**Instructions for the task:**
Only the text of the records below belongs in the answer, copied exactly, with pictures omitted.

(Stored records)
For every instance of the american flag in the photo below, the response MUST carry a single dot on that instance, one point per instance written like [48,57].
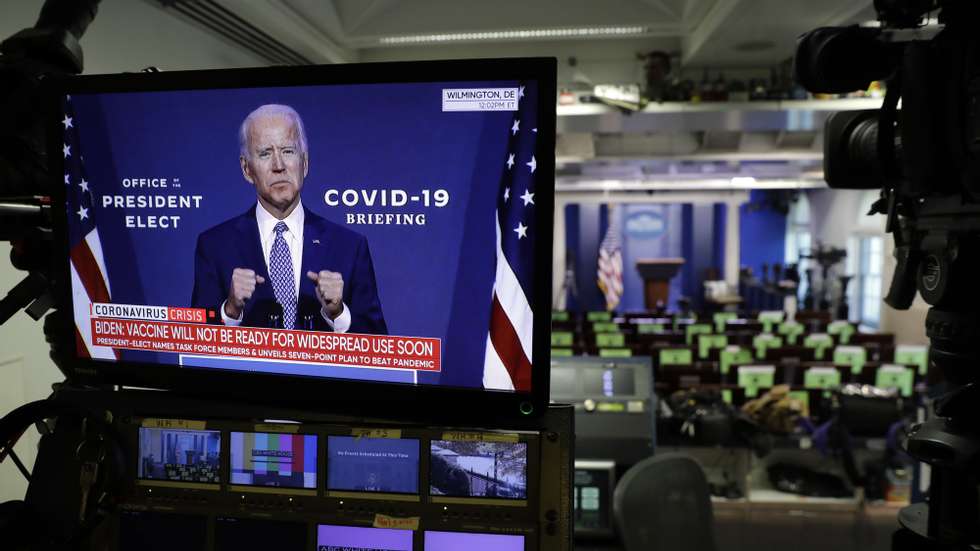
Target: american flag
[89,280]
[507,362]
[611,261]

**Finished exercise:**
For every instance of the american flag in the photo below, the response MUST carry a single dot on that instance, one point per instance written like [48,57].
Target: american flag
[89,280]
[507,362]
[611,261]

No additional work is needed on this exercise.